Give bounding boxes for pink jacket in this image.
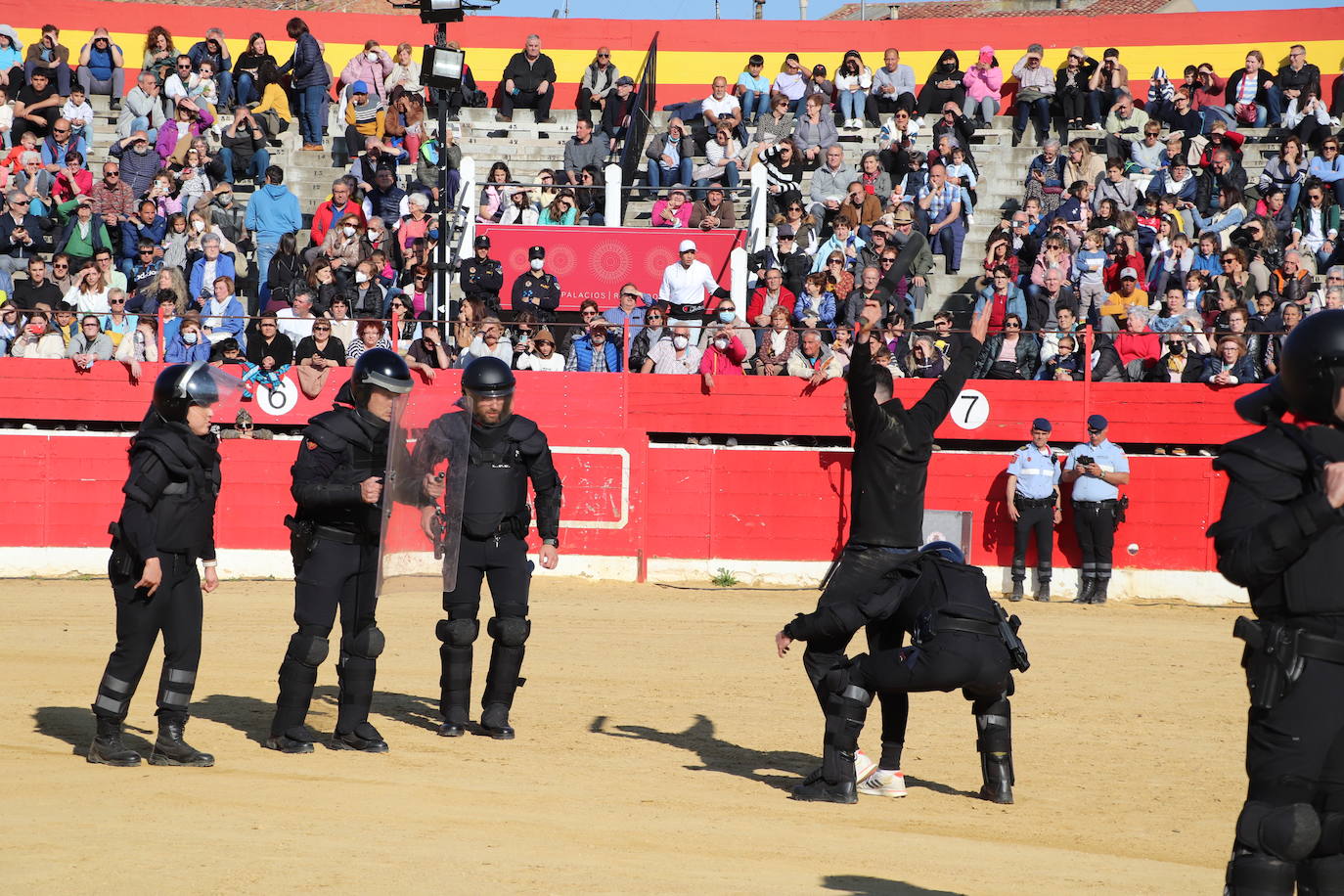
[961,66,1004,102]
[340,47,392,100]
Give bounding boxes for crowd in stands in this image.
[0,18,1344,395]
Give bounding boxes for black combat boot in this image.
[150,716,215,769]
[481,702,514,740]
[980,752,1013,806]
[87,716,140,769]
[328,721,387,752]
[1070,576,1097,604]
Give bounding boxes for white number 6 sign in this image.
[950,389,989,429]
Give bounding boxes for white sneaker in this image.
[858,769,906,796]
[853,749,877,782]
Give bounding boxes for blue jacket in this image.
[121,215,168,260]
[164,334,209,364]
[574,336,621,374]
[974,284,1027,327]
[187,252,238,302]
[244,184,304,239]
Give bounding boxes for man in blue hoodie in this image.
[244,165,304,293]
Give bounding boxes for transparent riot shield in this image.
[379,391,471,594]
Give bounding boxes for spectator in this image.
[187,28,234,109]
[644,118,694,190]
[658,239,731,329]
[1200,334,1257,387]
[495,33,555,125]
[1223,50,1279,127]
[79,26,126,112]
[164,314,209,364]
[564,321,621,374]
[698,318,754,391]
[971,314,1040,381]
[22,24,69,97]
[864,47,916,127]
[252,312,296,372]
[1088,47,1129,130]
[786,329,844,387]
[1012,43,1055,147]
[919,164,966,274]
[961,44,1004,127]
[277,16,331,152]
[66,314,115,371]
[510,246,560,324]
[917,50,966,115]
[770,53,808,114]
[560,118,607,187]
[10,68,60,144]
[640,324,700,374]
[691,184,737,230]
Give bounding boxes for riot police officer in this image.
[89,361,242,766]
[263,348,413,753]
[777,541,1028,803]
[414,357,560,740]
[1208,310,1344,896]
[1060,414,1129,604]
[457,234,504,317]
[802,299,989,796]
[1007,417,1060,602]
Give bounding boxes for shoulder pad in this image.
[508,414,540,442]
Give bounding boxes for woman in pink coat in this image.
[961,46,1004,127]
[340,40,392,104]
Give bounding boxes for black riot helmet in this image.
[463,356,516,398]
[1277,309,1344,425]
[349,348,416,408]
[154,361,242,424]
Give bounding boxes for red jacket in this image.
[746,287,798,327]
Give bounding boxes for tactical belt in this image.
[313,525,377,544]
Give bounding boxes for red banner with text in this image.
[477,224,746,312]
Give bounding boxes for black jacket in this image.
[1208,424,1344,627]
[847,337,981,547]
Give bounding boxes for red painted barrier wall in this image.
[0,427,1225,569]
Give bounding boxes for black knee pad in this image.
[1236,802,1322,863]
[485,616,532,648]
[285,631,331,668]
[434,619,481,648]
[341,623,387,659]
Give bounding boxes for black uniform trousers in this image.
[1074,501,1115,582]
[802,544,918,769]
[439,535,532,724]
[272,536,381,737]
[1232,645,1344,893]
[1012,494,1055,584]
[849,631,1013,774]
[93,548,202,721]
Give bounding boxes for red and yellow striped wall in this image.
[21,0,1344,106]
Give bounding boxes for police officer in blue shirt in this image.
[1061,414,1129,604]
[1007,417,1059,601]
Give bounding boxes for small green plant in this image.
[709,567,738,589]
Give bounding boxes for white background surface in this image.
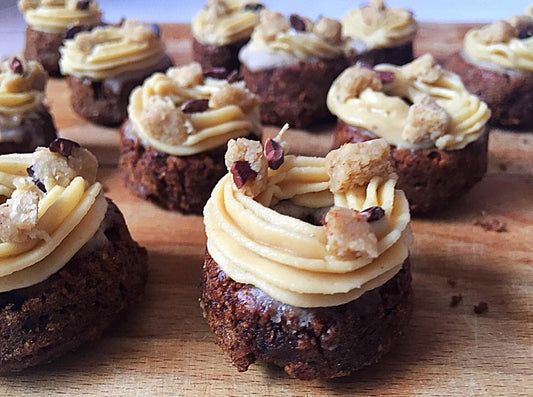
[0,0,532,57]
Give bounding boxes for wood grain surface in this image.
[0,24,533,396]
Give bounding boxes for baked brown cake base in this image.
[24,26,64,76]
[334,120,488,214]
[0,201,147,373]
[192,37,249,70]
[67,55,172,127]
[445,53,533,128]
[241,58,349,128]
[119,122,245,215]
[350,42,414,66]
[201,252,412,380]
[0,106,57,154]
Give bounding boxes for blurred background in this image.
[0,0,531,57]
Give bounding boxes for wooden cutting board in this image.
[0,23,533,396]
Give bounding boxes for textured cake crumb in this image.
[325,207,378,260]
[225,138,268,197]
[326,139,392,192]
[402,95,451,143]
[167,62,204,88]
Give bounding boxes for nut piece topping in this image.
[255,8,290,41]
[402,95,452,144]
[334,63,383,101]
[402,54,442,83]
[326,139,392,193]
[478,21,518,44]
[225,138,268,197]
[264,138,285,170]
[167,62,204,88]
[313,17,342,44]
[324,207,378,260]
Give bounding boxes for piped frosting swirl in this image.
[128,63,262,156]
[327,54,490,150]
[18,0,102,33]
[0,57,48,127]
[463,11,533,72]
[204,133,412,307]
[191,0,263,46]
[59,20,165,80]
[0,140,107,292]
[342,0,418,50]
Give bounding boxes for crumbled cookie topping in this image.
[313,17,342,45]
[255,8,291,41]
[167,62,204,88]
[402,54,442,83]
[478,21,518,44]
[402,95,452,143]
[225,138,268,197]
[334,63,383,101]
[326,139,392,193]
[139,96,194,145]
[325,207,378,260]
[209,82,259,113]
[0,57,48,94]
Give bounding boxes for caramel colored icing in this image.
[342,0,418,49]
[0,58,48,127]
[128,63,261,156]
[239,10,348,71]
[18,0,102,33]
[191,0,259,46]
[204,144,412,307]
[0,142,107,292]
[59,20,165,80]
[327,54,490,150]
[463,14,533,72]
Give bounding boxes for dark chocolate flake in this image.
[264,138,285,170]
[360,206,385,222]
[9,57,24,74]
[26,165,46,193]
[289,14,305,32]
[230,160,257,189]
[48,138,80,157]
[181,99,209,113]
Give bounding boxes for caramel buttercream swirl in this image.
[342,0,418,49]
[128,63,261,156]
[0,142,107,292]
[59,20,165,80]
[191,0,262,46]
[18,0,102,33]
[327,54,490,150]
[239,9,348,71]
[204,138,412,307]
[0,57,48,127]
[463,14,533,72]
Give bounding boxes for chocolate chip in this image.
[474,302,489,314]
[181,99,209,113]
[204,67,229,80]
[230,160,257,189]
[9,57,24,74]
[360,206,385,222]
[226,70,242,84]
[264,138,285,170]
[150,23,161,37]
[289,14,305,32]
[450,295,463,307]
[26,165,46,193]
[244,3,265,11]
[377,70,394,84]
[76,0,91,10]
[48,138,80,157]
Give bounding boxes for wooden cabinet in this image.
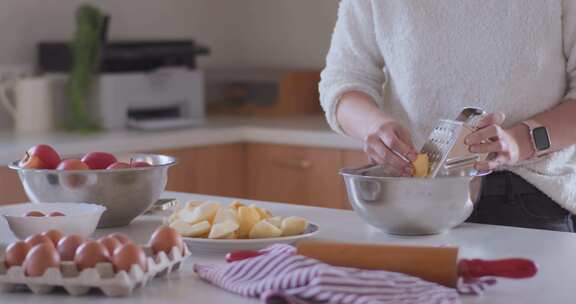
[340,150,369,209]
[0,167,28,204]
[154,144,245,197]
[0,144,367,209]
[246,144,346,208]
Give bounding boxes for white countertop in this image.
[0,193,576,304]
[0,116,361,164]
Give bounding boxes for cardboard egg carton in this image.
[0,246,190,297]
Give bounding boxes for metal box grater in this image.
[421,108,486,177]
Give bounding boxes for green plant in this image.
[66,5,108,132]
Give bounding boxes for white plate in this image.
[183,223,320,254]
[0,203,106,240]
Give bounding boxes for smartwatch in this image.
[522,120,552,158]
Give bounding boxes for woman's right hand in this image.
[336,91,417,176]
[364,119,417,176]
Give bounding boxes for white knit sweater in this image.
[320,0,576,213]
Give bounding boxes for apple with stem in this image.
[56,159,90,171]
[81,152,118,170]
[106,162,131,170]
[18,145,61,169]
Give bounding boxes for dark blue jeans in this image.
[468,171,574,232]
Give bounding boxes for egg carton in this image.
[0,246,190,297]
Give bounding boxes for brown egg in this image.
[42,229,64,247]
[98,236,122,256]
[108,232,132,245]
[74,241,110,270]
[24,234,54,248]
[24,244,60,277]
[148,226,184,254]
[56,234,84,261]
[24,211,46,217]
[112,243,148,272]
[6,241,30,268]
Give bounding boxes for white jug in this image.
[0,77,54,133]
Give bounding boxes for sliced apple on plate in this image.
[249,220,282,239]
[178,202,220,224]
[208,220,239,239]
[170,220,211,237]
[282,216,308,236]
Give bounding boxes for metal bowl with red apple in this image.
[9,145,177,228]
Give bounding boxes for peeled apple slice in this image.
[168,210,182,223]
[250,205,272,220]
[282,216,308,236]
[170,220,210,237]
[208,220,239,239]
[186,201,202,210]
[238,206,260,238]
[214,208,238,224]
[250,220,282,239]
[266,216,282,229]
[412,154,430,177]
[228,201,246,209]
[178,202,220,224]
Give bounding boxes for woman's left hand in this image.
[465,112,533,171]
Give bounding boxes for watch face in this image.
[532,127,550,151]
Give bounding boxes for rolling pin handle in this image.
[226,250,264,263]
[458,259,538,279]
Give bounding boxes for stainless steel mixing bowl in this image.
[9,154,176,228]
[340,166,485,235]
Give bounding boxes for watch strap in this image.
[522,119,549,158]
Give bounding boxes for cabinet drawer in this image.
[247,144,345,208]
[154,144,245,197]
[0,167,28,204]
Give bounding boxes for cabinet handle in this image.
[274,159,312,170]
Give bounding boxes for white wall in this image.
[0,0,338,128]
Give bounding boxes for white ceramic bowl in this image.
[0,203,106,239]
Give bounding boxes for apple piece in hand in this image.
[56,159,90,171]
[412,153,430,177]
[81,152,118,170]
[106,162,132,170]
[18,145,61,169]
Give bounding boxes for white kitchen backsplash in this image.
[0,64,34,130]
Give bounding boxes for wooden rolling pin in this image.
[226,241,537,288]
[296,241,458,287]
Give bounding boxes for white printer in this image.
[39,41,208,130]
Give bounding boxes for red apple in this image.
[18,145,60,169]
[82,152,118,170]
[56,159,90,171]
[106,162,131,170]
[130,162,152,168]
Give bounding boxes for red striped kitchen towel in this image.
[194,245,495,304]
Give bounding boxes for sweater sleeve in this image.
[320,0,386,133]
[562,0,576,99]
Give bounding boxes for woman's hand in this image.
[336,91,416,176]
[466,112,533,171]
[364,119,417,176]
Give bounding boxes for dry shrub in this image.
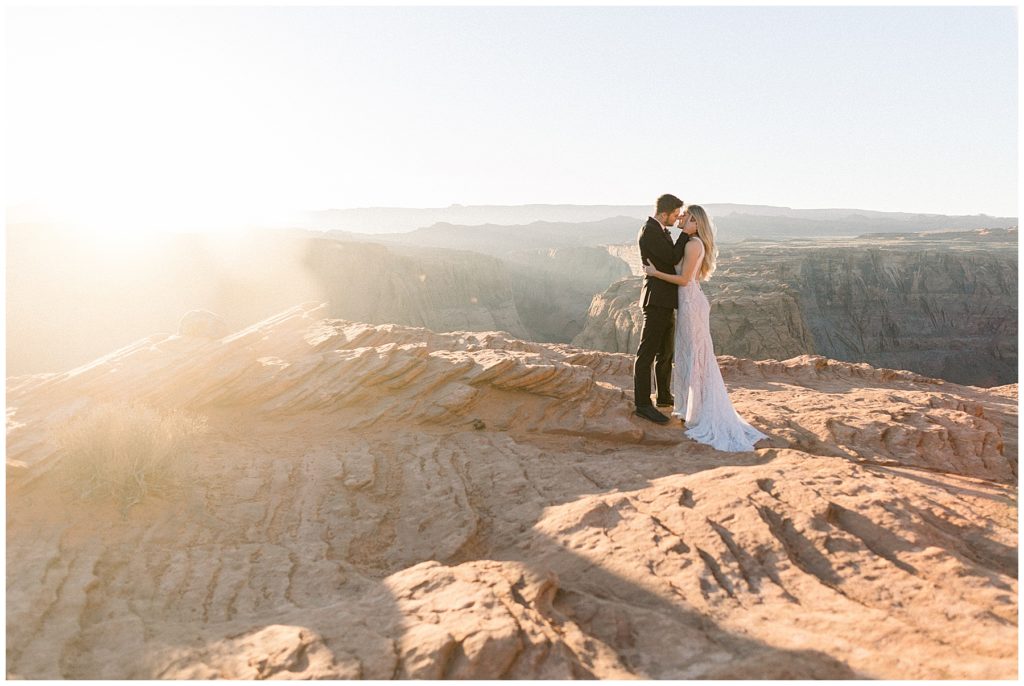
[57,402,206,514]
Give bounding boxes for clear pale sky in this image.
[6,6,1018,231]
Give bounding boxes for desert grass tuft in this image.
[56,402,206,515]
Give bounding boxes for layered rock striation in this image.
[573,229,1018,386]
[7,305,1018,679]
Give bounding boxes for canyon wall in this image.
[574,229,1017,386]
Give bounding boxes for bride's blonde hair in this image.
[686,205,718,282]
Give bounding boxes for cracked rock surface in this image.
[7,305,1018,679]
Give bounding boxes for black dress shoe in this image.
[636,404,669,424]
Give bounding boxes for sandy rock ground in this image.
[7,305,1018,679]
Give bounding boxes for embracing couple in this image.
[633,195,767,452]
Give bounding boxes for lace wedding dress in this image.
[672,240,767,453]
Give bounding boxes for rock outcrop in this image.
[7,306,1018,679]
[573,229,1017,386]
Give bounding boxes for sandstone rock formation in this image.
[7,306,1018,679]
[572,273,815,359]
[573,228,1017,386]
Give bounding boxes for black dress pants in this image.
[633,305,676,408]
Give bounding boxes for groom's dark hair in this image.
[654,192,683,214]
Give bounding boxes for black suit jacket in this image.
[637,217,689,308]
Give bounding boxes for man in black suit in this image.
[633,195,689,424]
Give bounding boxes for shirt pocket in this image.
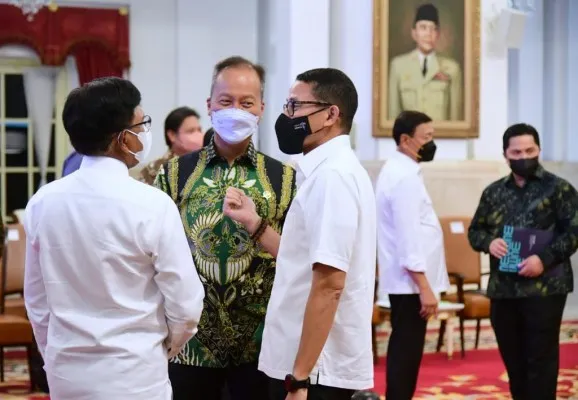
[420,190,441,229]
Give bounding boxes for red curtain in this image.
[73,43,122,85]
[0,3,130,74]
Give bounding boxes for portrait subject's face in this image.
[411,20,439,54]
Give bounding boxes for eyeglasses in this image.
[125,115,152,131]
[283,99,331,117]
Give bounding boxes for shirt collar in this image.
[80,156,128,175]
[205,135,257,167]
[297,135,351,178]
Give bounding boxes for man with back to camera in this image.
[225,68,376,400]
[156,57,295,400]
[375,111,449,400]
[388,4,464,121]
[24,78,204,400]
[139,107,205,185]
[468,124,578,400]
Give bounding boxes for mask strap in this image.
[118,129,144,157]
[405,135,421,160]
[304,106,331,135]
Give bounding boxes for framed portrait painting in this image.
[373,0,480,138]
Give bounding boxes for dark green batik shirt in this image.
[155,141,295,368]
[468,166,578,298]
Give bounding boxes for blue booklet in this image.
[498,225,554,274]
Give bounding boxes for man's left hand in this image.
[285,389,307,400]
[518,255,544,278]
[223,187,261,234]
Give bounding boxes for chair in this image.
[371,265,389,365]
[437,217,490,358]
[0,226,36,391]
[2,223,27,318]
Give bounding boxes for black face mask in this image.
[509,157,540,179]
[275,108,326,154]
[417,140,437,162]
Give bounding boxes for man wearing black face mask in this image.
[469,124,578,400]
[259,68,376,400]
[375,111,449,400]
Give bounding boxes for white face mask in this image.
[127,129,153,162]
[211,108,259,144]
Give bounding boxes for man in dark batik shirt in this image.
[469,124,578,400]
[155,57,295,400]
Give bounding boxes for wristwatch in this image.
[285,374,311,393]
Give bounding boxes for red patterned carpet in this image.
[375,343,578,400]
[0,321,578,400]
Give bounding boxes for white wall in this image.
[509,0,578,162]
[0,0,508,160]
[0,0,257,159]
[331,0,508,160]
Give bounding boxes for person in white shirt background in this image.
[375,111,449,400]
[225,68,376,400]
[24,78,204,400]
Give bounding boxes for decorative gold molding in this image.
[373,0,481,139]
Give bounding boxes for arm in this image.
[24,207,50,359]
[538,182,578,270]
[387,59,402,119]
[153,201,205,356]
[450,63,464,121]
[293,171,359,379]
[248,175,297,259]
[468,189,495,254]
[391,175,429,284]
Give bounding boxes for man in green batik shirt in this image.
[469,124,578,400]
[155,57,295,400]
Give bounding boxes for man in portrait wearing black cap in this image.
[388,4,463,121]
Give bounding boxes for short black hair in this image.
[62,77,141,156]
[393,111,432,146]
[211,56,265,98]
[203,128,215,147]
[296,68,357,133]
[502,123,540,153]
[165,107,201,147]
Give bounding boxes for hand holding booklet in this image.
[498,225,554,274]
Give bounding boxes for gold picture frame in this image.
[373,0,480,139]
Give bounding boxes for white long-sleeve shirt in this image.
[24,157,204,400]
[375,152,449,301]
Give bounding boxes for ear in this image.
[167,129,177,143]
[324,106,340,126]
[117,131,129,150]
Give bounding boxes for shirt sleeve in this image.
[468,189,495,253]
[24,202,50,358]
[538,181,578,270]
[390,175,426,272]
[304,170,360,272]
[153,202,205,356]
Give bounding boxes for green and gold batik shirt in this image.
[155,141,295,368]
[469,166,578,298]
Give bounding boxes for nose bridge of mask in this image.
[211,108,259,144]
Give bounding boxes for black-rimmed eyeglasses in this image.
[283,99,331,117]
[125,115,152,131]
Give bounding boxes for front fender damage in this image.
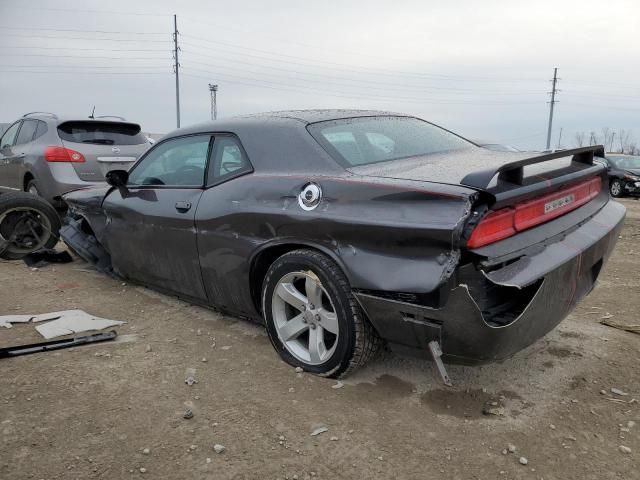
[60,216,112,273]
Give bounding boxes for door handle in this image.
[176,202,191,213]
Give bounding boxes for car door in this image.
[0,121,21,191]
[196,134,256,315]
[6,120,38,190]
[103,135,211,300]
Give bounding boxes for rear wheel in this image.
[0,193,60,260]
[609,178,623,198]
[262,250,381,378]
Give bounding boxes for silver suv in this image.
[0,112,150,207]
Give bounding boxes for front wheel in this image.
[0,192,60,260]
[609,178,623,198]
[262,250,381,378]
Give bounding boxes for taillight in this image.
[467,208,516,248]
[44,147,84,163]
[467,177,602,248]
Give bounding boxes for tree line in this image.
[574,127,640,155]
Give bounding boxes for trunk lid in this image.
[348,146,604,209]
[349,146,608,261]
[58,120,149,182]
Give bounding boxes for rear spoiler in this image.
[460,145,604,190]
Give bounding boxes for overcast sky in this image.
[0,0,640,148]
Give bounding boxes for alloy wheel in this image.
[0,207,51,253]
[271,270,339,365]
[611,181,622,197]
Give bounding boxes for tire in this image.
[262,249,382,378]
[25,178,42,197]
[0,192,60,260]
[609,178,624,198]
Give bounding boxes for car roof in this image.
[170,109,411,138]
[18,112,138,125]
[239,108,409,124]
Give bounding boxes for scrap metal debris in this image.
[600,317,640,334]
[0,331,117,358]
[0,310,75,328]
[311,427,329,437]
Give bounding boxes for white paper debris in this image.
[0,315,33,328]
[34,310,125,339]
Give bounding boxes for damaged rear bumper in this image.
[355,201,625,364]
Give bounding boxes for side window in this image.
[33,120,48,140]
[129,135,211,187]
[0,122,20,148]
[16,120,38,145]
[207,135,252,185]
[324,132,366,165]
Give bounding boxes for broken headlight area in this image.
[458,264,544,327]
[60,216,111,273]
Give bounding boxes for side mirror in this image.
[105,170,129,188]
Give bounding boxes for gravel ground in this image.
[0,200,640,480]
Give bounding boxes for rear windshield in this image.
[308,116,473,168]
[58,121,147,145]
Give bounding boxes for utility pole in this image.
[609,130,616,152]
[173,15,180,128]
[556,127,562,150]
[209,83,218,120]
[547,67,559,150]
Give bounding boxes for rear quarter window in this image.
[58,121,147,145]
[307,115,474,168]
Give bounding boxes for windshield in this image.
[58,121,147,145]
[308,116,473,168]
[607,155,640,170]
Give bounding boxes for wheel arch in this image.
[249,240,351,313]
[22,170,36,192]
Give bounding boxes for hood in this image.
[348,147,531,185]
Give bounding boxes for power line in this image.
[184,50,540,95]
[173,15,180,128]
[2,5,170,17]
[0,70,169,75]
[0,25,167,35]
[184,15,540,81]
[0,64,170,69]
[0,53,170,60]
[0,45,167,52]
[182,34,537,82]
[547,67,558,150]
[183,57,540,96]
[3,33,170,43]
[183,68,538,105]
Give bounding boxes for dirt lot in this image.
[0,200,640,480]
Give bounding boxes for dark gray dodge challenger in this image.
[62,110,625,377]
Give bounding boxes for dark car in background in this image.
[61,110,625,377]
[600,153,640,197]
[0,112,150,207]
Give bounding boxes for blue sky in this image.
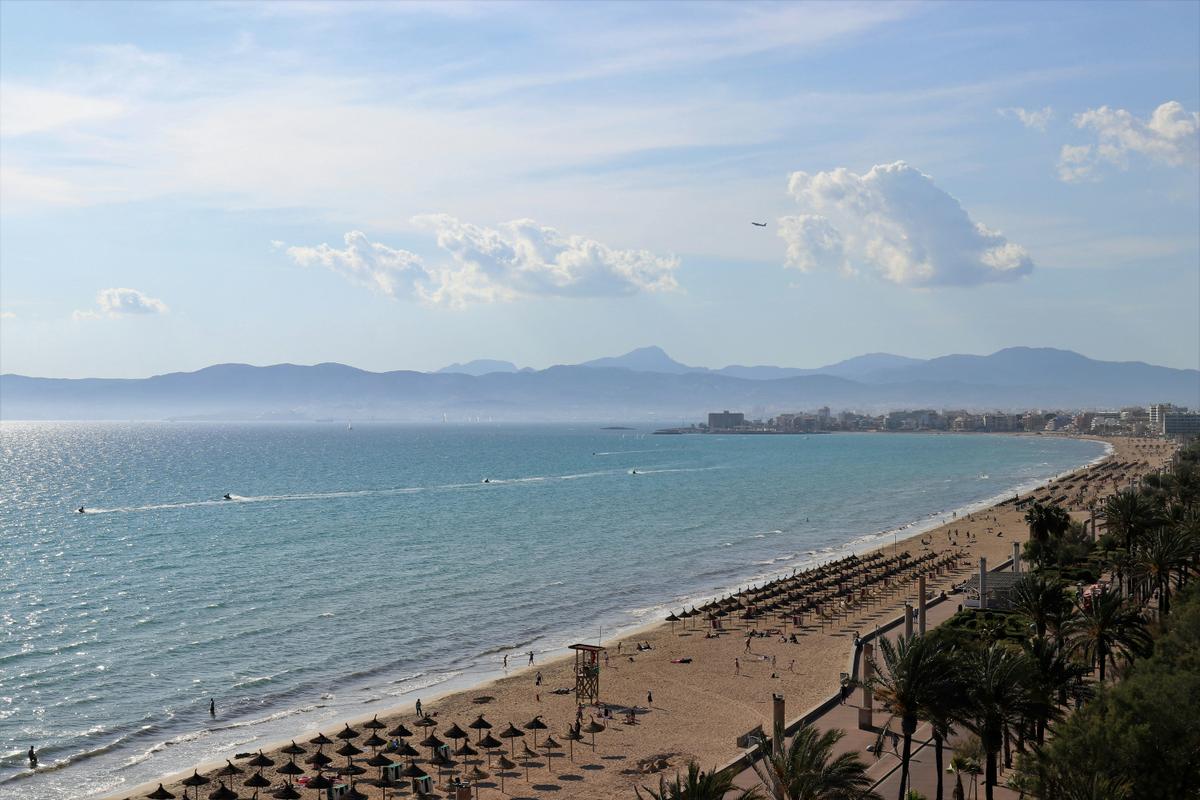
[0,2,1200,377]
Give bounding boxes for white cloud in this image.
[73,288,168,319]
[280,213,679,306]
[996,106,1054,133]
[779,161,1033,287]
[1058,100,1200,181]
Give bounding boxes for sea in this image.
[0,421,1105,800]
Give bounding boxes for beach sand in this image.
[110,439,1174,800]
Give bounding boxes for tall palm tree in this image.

◆ Exercise: Put the lines of the records into a numbered list, starting at the line that has "Give bounding boxes for side window" and ending after the line that has "[0,421,1105,800]". Skip blank lines and leave out the pictures.

◆ Solution to the exercise:
1. Give bounding boxes for side window in this image.
2. [33,120,48,140]
3. [129,135,211,187]
4. [0,122,20,148]
5. [16,120,38,145]
6. [207,135,252,185]
7. [324,132,366,165]
8. Give bounding boxes for broken headlight area in this image.
9. [458,264,544,327]
10. [60,216,111,273]
11. Give bounding boxes for side mirror in this image.
12. [105,170,129,188]
13. Give bounding boxes for gravel ground in this image.
14. [0,200,640,480]
15. Give bounding boxes for rear windshield in this image.
16. [308,116,473,168]
17. [58,121,147,145]
18. Give bounding boxes for utility pole in this image.
19. [609,130,616,152]
20. [173,15,180,128]
21. [556,127,562,150]
22. [209,83,218,120]
23. [547,67,559,150]
24. Give bounding boxes for rear quarter window in this image.
25. [58,121,147,145]
26. [307,115,474,168]
27. Give bounding boxes for windshield in this image.
28. [58,121,147,145]
29. [308,116,473,168]
30. [607,155,640,170]
31. Give bounding boxes for wheel arch in this image.
32. [249,240,351,313]
33. [22,170,36,192]
34. Give bounding boxes for hood in this image.
35. [348,147,531,185]
36. Give bounding boxes for power line in this image.
37. [184,50,540,95]
38. [173,15,180,128]
39. [2,5,170,17]
40. [0,70,169,75]
41. [0,25,167,35]
42. [184,15,540,81]
43. [0,64,170,69]
44. [0,53,170,60]
45. [0,45,167,52]
46. [182,34,537,82]
47. [547,67,558,150]
48. [183,57,540,96]
49. [3,33,170,43]
50. [183,68,538,105]
51. Give bounding boxes for dirt lot in this image.
52. [0,200,640,480]
53. Give bounding boxes for dark gray dodge challenger in this image.
54. [62,110,625,377]
55. Give bounding boxes for dark car in background in this image.
56. [61,110,625,377]
57. [600,153,640,197]
58. [0,112,150,207]
59. Give bounding boxes for blue sky in this image.
60. [0,2,1200,377]
61. Give bounding boxes for white cloud in this image.
62. [73,288,168,319]
63. [280,213,679,306]
64. [996,106,1054,133]
65. [779,161,1033,287]
66. [1058,100,1200,181]
67. Give bounding boxes for sea in this image.
68. [0,421,1105,800]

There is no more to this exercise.